MATERIAL FOR THE TASK:
- - -

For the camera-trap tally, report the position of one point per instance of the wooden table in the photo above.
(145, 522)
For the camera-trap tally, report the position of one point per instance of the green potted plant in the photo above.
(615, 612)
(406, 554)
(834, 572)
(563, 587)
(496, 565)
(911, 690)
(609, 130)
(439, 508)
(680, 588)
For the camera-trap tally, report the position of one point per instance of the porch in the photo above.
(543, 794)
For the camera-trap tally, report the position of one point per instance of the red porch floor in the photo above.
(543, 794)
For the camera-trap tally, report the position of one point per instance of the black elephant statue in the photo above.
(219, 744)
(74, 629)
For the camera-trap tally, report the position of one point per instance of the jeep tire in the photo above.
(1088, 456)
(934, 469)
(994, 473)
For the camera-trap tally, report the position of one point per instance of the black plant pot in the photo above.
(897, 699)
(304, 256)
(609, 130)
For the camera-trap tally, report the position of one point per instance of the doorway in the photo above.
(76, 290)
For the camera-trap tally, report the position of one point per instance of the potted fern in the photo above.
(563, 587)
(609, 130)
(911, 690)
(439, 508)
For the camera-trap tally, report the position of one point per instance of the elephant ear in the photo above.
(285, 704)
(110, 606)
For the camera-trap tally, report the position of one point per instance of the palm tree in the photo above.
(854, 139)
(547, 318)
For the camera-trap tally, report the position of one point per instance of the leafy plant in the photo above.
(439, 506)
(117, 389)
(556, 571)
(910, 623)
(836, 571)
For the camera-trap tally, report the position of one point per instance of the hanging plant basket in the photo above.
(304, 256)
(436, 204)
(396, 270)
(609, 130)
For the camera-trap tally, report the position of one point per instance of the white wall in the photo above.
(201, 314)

- - -

REQUIRED TASK: Arrange the part of the listing above that begins with the line containing "fern in the photo above." and continues through the end of the listing as a Markdown table with the columns Row and Line. Give each line its own numbered row and leave out blank lines.

COMPLETE OUTPUT:
| Row | Line |
|---|---|
| 1 | For the camera-trap tally, report the position of one point per instance of the potted fern in the photo above. |
| 2 | (563, 587) |
| 3 | (609, 130) |
| 4 | (911, 690) |
| 5 | (439, 508) |
| 6 | For the camera-trap tally, report the position of one point per instance of the elephant ear in the photo above. |
| 7 | (285, 704) |
| 8 | (110, 606) |
| 9 | For the camera-trap tally, report the position of one point per instance of the palm tree in the photo above. |
| 10 | (854, 139) |
| 11 | (547, 318) |
| 12 | For the camera-trap tally, report the position of one point per instance of the leafy plant in the photo above. |
| 13 | (439, 506) |
| 14 | (117, 389) |
| 15 | (556, 571) |
| 16 | (910, 623) |
| 17 | (836, 571) |
| 18 | For the camera-trap tally, report the position of one point per instance of the hanging plant basket in the photo above. |
| 19 | (304, 256) |
| 20 | (436, 204) |
| 21 | (396, 270) |
| 22 | (609, 130) |
| 23 | For the camera-trap tally, report the position of one point per instance of the white wall in the photo above. |
| 24 | (201, 314) |